_Tasks_:
A. In the Hanoi restaurant post, what was served on the side with the steamed tapioca cake?
B. Write the next part of the Hanoi restaurant post, picking up after its final line.

_Reading passage_:
━━━━━━━━━━

After a long day of visiting most of the attractions and landmarks in the old quarter of Hanoi, Vietnam, we were determined to find a particular vegetarian restaurant in the region. Alas, the effort turned out to be futile. However, keeping our chins up, we made a detour, walking further down to discover another famous restaurant that serves a huge array of authentic Vietnamese food.
For someone indecisive like me, I was totally overwhelmed by the huge menu handed to me as soon as I sat down. When the food arrived, it was Melon's turn to be overwhelmed. Haha...
Steamed Tapioca Cake with Pork and Shrimp 52,000₫ (~S$3.15)
The steamed tapioca cake was so sticky that it was pretty challenging to pick it up from the plate. Surprisingly, it wasn't sticky on the teeth at all. Beneath the pleasant chewiness of the skin lied just a small bit of pork, as well as a crunchy shrimp that provided a contrast in texture. Served on the side was sweet and salty dipping sauce.
Vietnamese Fried Pancake with Shrimp and Pork 58,000₫ (~S$3.55)

━━━━━━━━━━

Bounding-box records
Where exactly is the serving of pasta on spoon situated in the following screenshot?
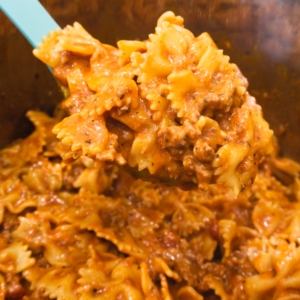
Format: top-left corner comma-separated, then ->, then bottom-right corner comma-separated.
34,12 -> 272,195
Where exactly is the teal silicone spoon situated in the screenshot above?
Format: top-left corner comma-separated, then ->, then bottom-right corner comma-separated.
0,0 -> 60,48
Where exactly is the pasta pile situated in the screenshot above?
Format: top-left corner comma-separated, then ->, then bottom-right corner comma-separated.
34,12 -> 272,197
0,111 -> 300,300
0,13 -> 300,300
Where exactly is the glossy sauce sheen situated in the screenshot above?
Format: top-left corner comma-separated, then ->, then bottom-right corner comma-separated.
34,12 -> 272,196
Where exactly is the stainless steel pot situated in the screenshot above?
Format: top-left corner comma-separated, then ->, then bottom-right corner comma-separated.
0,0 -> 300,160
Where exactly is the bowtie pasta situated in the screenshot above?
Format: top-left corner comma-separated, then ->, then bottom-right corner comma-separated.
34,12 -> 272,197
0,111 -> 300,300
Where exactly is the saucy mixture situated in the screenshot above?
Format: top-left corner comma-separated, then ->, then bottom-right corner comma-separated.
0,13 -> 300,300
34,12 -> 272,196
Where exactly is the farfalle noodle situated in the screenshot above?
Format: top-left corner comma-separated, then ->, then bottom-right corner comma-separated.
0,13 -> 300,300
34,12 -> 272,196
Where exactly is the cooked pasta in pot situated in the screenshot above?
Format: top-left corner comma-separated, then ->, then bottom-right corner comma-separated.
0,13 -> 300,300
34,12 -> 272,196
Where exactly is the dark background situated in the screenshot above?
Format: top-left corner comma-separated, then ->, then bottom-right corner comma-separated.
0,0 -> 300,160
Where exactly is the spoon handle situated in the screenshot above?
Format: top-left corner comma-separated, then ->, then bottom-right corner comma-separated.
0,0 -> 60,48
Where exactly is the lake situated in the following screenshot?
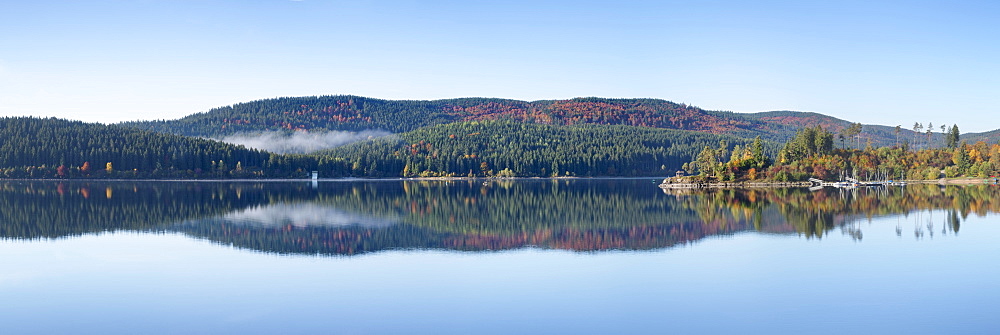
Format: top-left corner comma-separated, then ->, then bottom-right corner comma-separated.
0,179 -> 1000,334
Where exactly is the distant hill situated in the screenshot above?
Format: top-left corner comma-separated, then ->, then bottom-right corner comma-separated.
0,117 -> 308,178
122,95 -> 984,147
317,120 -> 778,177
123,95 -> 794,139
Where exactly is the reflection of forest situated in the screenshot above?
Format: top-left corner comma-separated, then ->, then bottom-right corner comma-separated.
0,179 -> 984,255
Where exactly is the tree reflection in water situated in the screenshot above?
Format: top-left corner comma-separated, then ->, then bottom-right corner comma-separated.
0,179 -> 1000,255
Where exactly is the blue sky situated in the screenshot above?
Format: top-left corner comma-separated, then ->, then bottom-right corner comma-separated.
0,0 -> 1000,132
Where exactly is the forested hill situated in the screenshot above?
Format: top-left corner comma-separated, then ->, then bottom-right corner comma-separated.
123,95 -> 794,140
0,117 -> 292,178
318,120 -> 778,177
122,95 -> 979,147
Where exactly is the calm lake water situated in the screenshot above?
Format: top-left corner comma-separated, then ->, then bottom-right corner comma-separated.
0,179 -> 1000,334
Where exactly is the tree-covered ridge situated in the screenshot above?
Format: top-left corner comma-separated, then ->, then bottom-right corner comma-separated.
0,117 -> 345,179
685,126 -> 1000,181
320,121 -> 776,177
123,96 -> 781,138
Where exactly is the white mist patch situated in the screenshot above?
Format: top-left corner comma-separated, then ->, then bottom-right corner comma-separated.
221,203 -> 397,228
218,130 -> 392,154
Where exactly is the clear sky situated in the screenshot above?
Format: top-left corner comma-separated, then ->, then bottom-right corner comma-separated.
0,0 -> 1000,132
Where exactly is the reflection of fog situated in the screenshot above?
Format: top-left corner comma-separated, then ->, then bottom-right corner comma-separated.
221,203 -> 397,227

━━━━━━━━━━

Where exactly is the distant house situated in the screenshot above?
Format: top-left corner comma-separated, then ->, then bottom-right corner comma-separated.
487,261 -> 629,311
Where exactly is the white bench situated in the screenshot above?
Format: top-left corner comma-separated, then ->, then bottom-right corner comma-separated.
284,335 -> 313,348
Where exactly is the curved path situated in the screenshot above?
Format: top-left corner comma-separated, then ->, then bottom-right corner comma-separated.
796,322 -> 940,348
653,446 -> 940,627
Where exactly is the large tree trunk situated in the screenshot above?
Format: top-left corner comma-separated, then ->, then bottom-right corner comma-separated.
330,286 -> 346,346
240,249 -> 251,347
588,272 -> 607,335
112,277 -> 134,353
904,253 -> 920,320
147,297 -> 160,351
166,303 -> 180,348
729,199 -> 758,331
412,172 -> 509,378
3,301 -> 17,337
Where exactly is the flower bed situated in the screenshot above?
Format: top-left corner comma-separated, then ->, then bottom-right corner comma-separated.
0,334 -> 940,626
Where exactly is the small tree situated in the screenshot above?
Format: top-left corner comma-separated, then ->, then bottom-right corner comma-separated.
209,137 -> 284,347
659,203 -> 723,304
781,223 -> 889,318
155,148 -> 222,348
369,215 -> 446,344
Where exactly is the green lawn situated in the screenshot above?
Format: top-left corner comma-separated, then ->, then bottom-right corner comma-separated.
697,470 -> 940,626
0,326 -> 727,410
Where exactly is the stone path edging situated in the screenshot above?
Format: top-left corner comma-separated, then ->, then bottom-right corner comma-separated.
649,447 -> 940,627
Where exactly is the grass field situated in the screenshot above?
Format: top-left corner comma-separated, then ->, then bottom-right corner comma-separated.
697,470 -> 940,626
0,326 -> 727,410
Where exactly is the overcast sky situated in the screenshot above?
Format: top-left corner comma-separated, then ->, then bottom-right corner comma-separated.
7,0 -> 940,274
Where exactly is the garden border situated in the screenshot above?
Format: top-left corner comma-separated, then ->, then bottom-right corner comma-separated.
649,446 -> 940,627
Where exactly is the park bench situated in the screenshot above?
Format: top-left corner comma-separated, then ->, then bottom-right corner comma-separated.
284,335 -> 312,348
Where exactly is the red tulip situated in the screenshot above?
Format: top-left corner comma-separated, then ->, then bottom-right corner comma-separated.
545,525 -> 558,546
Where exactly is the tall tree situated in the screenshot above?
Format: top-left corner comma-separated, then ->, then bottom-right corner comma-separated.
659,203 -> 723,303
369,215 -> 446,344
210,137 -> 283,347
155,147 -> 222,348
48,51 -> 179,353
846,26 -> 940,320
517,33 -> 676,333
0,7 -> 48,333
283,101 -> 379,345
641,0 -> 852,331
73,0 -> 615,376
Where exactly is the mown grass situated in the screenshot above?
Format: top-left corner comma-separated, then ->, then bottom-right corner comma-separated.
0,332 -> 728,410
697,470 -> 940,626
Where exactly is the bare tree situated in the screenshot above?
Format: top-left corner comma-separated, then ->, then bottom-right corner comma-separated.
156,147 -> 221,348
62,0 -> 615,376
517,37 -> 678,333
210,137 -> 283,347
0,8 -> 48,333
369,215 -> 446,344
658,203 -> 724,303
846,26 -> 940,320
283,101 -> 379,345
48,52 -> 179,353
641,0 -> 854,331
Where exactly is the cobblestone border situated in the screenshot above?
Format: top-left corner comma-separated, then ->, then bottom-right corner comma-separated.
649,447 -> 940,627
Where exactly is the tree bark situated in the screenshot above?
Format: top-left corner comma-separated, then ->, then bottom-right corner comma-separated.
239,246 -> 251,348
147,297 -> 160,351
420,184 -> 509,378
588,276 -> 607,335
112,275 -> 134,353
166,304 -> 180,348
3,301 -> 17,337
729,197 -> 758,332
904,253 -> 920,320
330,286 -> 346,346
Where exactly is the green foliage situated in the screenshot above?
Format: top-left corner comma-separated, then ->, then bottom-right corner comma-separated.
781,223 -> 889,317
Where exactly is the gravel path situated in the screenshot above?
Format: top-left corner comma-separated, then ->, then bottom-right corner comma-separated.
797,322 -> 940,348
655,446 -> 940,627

━━━━━━━━━━

_Outputs by task_:
A. A sweet and salty dipping sauce.

B.
The first time I tried bánh xèo was sometime in March this year at Phố Tâm Anh here in Chinatown Point. While the one I had in Hanoi was enjoyably crispy, it didn't quite have the turmeric aroma I was looking for. Served alongside it was a bunch of fresh herbs and rice paper, together with sweet and sour fish sauce.
By taking a closer look, I discovered that there was just a little bit of pork and at most three shrimps inside. Having said that, the filling was moist and juicy.
Beef Noodle Soup with Pig Leg in Hue Style 52,000₫ (~S$3.15)
Apart from the fact that the noodle was pretty springy, the comfortingly warm soup was mildly sweet and savoury without being laden with MSG. Meat lovers would relish the beef slices, chicken ham and gelatin-rich pig trotter. A dash of lime and a little bit of chili, which I recall to be quite fiery, made it even better.
Steamed Broken Rice Served with Grilled Pork Chop, Shredded Pork Skin and Egg Cake 58,000₫ (~S$3.55)
A famous dish which can be found in many Vietnamese restaurants in Singapore, the dish consisting of cooked fractured rice grains . I found the pork chop to be a tad dry, but the egg cake was enjoyably moist and airy. It was interesting to have the shredded pork skin which was mixed with a kind of powder akin to kinako (Japanese soybean flour).
Stir-Fried Cauliflower with Garlic 65,000₫ (~S$3.95)
For a boost of dietary fibres, we decided to order a dish of stir-fried cauliflower, which apparently featured a bit of broccoli as well. Truth be told, it was executed well, having such a heady aroma of garlic that really aroused my appetite.
Jelly, Water Chestnut Tapioca Pearls and Coconut Milk 25,000₫ (~S$1.55)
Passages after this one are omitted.